→ **TASK DETAILS**: Print each of the following items word for word, changing nothing.

----------

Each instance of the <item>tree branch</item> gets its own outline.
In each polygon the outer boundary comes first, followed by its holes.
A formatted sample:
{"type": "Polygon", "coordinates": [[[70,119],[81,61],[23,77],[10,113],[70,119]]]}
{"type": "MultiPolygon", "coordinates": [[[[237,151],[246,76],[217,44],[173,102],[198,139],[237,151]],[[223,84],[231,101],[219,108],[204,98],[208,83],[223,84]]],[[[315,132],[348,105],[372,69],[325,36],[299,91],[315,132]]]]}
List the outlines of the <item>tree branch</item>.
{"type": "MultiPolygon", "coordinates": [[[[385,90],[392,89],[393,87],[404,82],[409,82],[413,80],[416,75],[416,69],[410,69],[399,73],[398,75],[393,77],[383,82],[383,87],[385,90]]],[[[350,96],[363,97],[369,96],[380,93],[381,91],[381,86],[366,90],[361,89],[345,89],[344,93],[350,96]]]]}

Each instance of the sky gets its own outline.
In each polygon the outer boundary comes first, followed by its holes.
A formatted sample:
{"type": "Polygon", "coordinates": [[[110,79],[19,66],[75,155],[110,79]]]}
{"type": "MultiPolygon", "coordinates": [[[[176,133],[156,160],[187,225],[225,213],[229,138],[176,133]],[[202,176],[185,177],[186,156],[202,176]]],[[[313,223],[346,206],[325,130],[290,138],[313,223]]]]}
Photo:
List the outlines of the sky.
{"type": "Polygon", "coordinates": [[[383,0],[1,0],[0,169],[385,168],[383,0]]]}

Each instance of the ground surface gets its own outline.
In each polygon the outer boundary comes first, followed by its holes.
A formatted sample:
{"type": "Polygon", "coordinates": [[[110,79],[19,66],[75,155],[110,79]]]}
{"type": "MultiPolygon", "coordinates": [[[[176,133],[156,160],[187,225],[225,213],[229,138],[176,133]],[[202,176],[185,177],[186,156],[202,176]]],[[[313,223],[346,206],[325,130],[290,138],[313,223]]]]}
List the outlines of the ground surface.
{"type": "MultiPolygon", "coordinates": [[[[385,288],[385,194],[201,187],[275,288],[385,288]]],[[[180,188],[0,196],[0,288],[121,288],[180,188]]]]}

----------

→ **ANSWER TO THE TASK**:
Each instance of the <item>tree branch</item> gets its own outline.
In each polygon the outer boundary comes first, followed by its holes.
A formatted sample:
{"type": "Polygon", "coordinates": [[[70,119],[81,61],[23,77],[10,113],[70,119]]]}
{"type": "MultiPolygon", "coordinates": [[[[237,151],[246,76],[217,44],[173,102],[198,139],[237,151]],[[223,84],[231,101],[219,108],[204,98],[208,83],[223,84]]],[[[315,132],[348,105],[372,69],[325,36],[299,91],[315,132]]]]}
List the outlines of the <item>tree branch</item>.
{"type": "MultiPolygon", "coordinates": [[[[385,90],[392,89],[393,87],[404,82],[409,82],[413,80],[416,75],[416,69],[410,69],[399,73],[398,75],[393,77],[383,82],[383,87],[385,90]]],[[[350,96],[363,97],[369,96],[380,93],[381,91],[381,86],[366,90],[361,89],[345,89],[344,93],[350,96]]]]}

Each instance of the sky gets its own outline.
In each polygon the outer boundary comes first, followed by its holes.
A formatted sample:
{"type": "Polygon", "coordinates": [[[110,79],[19,66],[75,155],[110,79]]]}
{"type": "MultiPolygon", "coordinates": [[[[176,133],[156,160],[187,225],[225,213],[229,138],[176,133]],[[202,176],[185,177],[186,156],[202,176]]],[[[313,223],[346,206],[325,130],[290,138],[313,223]]]]}
Photo:
List the outlines of the sky.
{"type": "Polygon", "coordinates": [[[383,0],[1,0],[0,169],[385,168],[383,0]]]}

Each instance of the ground surface gets its own outline.
In each polygon the outer boundary comes first, followed by its holes.
A formatted sample:
{"type": "Polygon", "coordinates": [[[110,79],[19,66],[75,155],[110,79]]]}
{"type": "MultiPolygon", "coordinates": [[[[176,133],[156,160],[187,225],[225,213],[229,138],[176,133]],[[202,176],[185,177],[186,156],[202,176]]],[[[313,223],[346,206],[325,130],[290,138],[313,223]]]]}
List the outlines of the ground surface.
{"type": "MultiPolygon", "coordinates": [[[[385,288],[385,194],[201,187],[275,288],[385,288]]],[[[180,188],[0,196],[0,288],[121,288],[180,188]]]]}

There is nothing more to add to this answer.